Task: Render all of the data below as a JSON list of strings, one string per line, with blank lines omitted. Leave the pictures out of the list.

Records for the task:
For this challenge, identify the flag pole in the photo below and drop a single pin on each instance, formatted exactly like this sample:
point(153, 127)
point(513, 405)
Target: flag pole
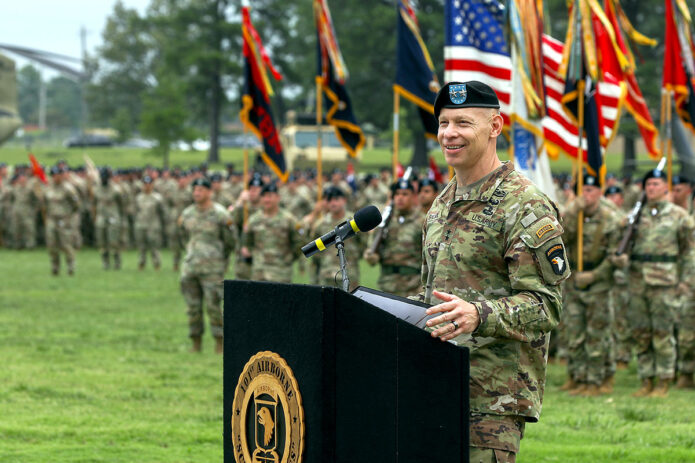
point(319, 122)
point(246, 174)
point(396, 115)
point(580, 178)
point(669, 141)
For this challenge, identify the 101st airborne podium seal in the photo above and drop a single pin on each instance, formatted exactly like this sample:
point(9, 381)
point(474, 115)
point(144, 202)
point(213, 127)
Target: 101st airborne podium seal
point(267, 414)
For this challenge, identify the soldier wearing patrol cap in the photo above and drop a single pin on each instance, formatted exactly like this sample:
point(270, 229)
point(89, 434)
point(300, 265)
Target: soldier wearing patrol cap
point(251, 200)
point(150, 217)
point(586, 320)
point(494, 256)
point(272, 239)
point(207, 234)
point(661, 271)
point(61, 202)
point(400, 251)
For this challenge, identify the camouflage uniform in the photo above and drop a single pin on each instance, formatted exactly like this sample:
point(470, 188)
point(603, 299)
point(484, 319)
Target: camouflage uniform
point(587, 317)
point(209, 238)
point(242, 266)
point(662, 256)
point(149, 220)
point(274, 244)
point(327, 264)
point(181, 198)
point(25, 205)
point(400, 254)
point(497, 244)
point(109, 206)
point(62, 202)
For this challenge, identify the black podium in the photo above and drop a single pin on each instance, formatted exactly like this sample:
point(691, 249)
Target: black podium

Response to this exercise:
[
  "For this challenge, identify the flag pole in the photo below and drop a single pin on each instance, formatted exactly like this sample:",
  "point(153, 127)",
  "point(513, 405)",
  "Target: flag pole",
  "point(319, 122)",
  "point(246, 174)",
  "point(396, 115)",
  "point(580, 178)",
  "point(669, 141)",
  "For this challenge, identify the 101st airborne podium seal in the photo above and drop a single pin on each instance, formatted exactly like this sample:",
  "point(9, 381)",
  "point(474, 115)",
  "point(144, 202)",
  "point(213, 127)",
  "Target: 101st airborne podium seal",
  "point(267, 414)",
  "For this challenge, identify the soldier wearing patrol cap in the photo above and drop a single pin on each instance, formatted exactly like this sample:",
  "point(270, 229)",
  "point(89, 434)",
  "point(300, 265)",
  "Target: soldier wearing patrol cap",
  "point(251, 200)",
  "point(150, 217)",
  "point(586, 320)",
  "point(494, 256)",
  "point(272, 239)",
  "point(207, 234)",
  "point(661, 271)",
  "point(61, 202)",
  "point(400, 251)",
  "For this challenge, identify the camouflage uniform in the photo above and drop a single pin on each instance, formatted exactly like this sample:",
  "point(470, 188)",
  "point(603, 299)",
  "point(484, 319)",
  "Target: camouflage uniform",
  "point(587, 317)",
  "point(209, 238)",
  "point(242, 266)",
  "point(662, 256)",
  "point(149, 220)",
  "point(274, 244)",
  "point(327, 264)",
  "point(181, 198)",
  "point(25, 205)",
  "point(400, 254)",
  "point(497, 244)",
  "point(109, 206)",
  "point(62, 202)",
  "For this challenge, identify the black podium in the photo above and drop a single pin on each instance, formatted exactly like this sample:",
  "point(691, 249)",
  "Target: black podium"
]